**Exercise passage:**
=======
Background

In August 2014, ISIS terrorists overran the city of Sinjar and surrounding villages, committing genocide and crimes against humanity against the Yezidi population. Men and older women were massacred, while thousands of Yezidi women and girls were captured and subjected to unspeakable acts of sexual violence and torture. With the help of smugglers or through daring escapes, almost half of these abducted women and girls have reached freedom, and many of them are currently residing in IDP camps in the Kurdistan Region of Iraq.

Most Yezidis from Sinjar were not captured, and fled to Mount Sinjar and eventually reached IDP camps in the Kurdistan Region. Hundreds of thousands of Yezidis have fled the ISIS attacks and were displaced in this way.

The FYF women’s center caters to all women and girls residing in the Xanke Camp, located in the Duhok province of the Kurdistan Region of Iraq. There are more than 16,000 residents in the Xanke Camp alone, with another 12,000 IDPs living in makeshift tents and unfinished buildings in adjacent areas outside the camp.

In November 2015, the FYF women’s center first opened its doors. The center has the capacity to welcome those women who suffered in ISIS captivity and eventually escaped, as well as those who were never captured but were displaced by the ISIS attacks and whose entire families are now homeless and jobless.

FYF Women’s Center Activities

The center provides three types of activities: therapeutic, educational, and livelihood. Beneficiaries attend for three months, and those who successfully complete the program and pass final exams receive a graduation certificate, which can help them in their efforts to find employment in the local economy. Each three-month cohort includes approximately 100 women and girls, which totals to 400 graduates per year.

Prior to choosing activities for the women’s center, FYF sought advice from trauma experts and clinical psychologists. Upon this advice, FYF chose specific therapeutic activities designed to reduce stress and trauma. In art class women draw, paint, make mandala pieces, and complete arts and crafts activities. In music class, an FYF musician leads the women as they learn musical instruments, notes, and have the chance to sing. When weather permits, FYF also offers gardening and sport activities, such as volleyball. Physical activity is critical because it allows the women to release suppressed energy and facilitates the expression of emotions. Many of our beneficiaries have suffered traumatic experiences, and camp life is also stressful. The center is a safe space for women to be social, receive help, unwind from camp life, and heal from the atrocities they have endured. In March 2017, FYF received multi-year funding to begin an ambitious trauma program to offer group and individual therapy sessions to beneficiaries. More information on the FYF trauma program is below.

The educational courses are English language and computers, chosen because these are two of the skills in highest demand in the local economy. In many cases, women and girls do not have experience with computers. English language is the most popular class in the center. English class is of special interest to participants because it fosters greater connection to the broader world. After three months of daily computer and English class, beneficiaries graduate with some basic skills upon which they can continue to build in the future.
=======
**Exercise 1:**
Answer these questions from the FYF women's center text:
(a) In what month and year did the center first open?
(b) In which province is the Xanke Camp located?
(c) About how many women and girls are in each three-month cohort?
**Exercise 2:** List the three types of activities that the FYF women's center text says the center provides.
**Exercise 3:** Continue the FYF women's center text from its final sentence.
=======
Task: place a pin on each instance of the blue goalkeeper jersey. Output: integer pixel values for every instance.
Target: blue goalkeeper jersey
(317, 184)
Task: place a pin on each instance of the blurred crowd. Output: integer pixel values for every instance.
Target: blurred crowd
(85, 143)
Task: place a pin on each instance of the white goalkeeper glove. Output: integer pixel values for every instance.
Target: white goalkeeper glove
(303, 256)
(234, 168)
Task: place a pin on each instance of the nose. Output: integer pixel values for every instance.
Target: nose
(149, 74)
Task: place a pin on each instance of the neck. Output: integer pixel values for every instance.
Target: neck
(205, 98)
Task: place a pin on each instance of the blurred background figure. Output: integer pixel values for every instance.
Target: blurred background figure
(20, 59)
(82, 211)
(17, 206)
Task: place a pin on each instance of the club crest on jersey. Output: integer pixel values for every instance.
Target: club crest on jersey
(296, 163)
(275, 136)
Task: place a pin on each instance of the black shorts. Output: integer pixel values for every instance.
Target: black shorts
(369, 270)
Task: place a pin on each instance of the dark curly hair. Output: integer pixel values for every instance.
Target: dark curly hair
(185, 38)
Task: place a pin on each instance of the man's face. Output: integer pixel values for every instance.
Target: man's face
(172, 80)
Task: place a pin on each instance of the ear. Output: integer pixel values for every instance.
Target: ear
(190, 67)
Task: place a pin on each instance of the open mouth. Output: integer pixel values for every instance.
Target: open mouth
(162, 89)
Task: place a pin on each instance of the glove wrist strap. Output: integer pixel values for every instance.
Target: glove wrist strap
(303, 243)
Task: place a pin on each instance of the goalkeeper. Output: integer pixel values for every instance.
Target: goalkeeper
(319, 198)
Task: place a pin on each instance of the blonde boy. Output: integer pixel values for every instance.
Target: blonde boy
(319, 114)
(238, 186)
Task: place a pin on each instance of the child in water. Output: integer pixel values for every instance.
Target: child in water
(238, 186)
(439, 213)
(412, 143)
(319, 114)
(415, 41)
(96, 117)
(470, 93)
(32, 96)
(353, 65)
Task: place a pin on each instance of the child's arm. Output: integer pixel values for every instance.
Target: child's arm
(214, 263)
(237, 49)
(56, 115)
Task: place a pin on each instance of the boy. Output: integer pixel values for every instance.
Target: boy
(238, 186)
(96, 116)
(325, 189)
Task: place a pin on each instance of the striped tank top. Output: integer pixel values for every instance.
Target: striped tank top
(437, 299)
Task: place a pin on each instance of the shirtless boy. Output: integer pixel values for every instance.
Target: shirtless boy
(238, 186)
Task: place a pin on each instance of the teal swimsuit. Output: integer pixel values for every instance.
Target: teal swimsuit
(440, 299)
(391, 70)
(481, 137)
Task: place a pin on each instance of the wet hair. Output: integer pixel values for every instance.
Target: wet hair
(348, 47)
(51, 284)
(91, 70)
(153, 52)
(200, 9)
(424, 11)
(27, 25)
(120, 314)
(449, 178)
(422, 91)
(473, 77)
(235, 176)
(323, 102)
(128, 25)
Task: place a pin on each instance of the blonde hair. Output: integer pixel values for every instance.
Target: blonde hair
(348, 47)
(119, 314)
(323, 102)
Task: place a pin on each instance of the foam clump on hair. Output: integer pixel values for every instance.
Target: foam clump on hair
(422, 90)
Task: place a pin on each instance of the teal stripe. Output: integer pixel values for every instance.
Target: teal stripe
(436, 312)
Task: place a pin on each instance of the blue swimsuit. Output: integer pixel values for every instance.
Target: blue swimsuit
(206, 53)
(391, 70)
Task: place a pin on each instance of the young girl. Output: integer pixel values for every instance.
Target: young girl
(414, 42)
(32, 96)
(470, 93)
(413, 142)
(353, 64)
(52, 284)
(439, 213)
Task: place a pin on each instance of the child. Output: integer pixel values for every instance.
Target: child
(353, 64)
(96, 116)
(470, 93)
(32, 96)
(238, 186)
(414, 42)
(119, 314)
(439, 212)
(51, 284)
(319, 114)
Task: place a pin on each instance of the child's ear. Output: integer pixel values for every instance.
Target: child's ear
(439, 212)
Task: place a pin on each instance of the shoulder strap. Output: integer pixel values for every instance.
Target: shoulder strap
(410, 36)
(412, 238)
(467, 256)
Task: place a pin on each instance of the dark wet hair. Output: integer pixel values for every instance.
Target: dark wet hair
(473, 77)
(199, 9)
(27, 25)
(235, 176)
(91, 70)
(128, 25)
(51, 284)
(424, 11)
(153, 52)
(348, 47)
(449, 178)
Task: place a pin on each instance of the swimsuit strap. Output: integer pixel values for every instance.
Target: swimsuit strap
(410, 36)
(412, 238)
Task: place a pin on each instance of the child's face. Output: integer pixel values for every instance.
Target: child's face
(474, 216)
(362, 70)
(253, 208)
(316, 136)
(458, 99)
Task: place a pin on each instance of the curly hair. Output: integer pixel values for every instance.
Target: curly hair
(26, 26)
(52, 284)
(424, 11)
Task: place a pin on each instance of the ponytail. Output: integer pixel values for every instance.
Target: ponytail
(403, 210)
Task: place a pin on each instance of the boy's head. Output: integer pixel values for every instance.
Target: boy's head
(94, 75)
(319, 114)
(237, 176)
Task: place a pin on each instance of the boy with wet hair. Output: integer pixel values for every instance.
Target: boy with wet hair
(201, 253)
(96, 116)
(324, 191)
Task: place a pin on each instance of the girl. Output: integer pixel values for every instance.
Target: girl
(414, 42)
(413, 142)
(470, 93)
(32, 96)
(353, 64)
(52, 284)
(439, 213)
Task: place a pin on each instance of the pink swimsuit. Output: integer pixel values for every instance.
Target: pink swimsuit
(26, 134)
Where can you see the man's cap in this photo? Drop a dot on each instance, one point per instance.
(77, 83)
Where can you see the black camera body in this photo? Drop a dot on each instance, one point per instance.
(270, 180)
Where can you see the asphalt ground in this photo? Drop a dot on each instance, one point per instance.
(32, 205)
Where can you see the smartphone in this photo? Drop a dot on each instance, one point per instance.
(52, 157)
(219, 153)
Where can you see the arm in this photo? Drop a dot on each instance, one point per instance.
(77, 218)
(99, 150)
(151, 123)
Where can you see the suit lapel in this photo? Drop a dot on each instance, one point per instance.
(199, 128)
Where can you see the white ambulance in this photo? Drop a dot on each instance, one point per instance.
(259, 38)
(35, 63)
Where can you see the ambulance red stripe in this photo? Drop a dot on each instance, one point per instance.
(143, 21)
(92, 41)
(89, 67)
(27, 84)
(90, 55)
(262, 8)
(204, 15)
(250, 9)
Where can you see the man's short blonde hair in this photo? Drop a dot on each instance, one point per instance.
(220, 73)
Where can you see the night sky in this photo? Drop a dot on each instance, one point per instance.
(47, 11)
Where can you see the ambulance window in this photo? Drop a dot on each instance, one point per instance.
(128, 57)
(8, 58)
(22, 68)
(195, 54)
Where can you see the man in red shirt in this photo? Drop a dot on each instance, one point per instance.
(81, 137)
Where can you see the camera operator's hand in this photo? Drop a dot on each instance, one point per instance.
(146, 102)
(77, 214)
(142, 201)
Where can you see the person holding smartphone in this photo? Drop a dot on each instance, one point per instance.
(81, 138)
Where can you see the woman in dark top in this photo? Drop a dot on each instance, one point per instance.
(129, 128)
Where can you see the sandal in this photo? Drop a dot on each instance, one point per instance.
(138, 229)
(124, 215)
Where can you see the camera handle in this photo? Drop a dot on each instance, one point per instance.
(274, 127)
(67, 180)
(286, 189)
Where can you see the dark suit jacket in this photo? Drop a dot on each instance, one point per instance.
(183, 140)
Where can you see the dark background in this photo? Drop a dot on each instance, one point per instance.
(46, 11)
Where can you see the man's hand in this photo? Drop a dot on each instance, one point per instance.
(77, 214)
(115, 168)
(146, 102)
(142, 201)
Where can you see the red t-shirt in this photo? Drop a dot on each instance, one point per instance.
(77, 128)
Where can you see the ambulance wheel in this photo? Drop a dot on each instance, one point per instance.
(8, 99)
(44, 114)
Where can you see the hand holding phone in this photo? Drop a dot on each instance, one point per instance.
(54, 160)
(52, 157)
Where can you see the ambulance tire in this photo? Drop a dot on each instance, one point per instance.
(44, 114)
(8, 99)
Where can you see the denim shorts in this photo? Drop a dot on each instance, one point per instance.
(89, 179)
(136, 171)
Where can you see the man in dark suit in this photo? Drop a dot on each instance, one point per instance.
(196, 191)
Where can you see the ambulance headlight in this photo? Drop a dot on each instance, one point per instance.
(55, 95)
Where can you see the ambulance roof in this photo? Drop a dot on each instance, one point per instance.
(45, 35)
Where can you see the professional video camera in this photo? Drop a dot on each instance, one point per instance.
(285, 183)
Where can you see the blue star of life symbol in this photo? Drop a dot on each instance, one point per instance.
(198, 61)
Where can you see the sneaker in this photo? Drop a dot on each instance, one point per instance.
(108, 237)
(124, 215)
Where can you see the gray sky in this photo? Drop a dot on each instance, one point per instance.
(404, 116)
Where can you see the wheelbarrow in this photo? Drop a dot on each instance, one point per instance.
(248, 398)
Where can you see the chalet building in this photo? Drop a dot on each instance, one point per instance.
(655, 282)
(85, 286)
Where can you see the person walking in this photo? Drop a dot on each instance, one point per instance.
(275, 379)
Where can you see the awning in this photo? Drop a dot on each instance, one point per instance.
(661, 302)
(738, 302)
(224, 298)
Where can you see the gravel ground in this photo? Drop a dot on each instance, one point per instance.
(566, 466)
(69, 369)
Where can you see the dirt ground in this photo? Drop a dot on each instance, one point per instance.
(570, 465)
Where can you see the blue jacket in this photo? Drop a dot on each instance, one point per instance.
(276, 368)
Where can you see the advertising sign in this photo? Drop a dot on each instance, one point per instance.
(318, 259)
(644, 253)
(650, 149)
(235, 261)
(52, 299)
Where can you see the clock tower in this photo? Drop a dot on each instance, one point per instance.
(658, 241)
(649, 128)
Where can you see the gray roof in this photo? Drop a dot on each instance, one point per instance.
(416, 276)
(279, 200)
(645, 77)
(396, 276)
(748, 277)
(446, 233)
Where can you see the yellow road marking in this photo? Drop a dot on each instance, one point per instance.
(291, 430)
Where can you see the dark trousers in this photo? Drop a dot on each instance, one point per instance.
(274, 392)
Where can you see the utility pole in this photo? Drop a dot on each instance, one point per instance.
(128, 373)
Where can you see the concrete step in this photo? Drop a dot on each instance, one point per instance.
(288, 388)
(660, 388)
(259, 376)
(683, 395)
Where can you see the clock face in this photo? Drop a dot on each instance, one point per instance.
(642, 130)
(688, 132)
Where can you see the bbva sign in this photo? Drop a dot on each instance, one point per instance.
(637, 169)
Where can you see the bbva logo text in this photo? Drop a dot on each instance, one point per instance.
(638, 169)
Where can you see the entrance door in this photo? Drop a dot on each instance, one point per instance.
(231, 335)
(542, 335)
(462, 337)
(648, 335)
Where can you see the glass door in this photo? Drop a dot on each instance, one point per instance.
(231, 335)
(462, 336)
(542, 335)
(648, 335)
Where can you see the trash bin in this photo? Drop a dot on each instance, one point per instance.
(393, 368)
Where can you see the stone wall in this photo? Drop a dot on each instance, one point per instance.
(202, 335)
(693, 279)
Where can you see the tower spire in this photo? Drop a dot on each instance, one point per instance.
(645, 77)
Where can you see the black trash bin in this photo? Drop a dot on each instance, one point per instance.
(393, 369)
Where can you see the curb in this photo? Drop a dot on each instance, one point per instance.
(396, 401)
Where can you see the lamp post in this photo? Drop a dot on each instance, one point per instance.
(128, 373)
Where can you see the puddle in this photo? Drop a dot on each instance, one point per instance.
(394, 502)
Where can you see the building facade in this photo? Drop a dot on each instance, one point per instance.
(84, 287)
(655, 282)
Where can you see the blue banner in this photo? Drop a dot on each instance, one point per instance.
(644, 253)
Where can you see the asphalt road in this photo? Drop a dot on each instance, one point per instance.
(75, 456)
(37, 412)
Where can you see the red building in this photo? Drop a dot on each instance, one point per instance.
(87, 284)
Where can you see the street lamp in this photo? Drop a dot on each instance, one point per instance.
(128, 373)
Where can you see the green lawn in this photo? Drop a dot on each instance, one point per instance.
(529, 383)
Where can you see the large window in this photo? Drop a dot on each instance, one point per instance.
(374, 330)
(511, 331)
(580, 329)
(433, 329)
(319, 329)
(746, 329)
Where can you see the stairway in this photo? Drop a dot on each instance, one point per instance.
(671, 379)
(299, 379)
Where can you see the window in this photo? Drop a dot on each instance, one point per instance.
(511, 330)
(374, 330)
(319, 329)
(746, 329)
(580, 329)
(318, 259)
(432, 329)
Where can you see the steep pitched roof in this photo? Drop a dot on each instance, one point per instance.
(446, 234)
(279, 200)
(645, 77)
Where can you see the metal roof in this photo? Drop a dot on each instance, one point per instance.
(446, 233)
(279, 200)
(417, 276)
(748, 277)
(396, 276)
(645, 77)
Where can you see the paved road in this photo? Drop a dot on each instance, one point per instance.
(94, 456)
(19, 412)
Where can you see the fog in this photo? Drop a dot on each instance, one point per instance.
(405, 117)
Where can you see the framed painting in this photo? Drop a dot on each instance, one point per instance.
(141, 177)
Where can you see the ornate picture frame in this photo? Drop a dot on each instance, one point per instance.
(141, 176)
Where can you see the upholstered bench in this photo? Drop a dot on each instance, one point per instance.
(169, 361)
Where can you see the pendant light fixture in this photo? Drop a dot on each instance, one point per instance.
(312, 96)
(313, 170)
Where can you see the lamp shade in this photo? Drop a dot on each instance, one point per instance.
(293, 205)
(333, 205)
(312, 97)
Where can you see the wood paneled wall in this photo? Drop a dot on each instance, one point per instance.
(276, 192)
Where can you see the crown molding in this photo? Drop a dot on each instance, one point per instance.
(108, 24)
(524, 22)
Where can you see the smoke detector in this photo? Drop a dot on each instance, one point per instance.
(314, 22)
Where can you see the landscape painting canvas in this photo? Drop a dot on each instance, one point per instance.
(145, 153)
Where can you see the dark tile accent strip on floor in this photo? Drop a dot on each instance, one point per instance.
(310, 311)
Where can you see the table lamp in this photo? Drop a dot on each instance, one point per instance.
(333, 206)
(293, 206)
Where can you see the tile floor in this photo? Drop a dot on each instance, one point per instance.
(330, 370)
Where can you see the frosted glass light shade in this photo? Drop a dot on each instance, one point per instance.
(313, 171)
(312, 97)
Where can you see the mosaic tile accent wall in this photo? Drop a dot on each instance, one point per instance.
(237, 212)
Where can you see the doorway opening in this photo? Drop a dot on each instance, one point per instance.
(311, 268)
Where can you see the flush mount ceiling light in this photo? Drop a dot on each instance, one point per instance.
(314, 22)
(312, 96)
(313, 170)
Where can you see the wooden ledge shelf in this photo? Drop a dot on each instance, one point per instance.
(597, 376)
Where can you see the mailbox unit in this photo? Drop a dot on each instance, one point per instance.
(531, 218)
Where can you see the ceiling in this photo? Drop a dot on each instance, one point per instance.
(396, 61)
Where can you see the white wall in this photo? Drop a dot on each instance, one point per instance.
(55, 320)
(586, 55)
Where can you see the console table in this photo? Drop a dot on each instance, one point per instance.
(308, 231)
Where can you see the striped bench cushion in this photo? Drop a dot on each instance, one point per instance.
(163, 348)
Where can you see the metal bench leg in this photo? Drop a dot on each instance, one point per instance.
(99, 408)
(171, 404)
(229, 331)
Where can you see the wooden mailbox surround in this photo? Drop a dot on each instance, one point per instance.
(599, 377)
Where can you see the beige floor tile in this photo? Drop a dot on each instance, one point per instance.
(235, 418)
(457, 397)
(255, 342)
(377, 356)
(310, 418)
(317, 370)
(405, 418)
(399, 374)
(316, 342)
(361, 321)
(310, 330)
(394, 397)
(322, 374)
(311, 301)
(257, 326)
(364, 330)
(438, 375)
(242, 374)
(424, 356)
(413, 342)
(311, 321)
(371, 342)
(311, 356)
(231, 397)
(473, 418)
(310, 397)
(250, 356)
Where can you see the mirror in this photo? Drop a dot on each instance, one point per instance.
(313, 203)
=======
**Exercise answer 1:**
(a) November 2015
(b) The Duhok province of the Kurdistan Region of Iraq
(c) Approximately 100

**Exercise answer 2:** Therapeutic, educational, and livelihood

**Exercise answer 3:**
Women’s center instructors also teach participants the basics in sewing, knitting, and fashion design. Graduates can use these skills in local businesses. Helping women to achieve economic empowerment is of great value, especially for those who have lost the male members of their families previously responsible for providing income and livelihood. In addition, a women’s and human rights instructor leads a course that informs beneficiaries of their legal and social rights in regard to protection, working rights, non-discrimination, and family rights. This has been well received by participants and is a key element in the empowerment of women at the center.

FYF partners with Women for Women International (WfWI) in the planning, development, implementation, and monitoring of all women’s center outputs and outcomes. WfWI has provided funding, support, guidance, and regular consultations with FYF leadership to ensure that the center is operating according to international standards. FYF is extremely grateful to WfWI for sharing best practices and lessons learned.

The FYF Women’s Center Trauma Program

From its inception, FYF has recognized the urgent need for psychological assistance and trauma therapy. Women and girls who escaped from ISIS suffer acute trauma. Psychological experts and Yezidi community members have both strongly recommended to FYF that psychological assistance is needed for the entire Yezidi community. Because the crimes perpetrated against the Yezidi community are so horrific – especially for the women who were captured – local psychological services are not sufficient. It was immediately apparent to FYF leadership that experienced trauma experts from abroad would be needed to assist women’s center participants.

The competitive United Nations Trust Fund to End Violence Against Women, managed by UN Women, awarded grants to only 36 organizations out of 1792 applicants in 2017. FYF is honored to have received this grant, which was drafted specifically to bring vetted trauma experts to our centers and work with women’s center participants on a daily basis. The UNTF grant has enabled FYF to employ two trauma experts from Britain, full-time, to practice at the women’s center.

FYF is very pleased that UN Women has recognized the enormous needs of Yezidi civilians and the unique value of trauma therapy. While FYF acknowledges the importance for the local community to rebuild and rely on its own strengths, the vital contribution of trauma experts from abroad cannot be overstated, and is among the most important aspects of the FYF women’s center.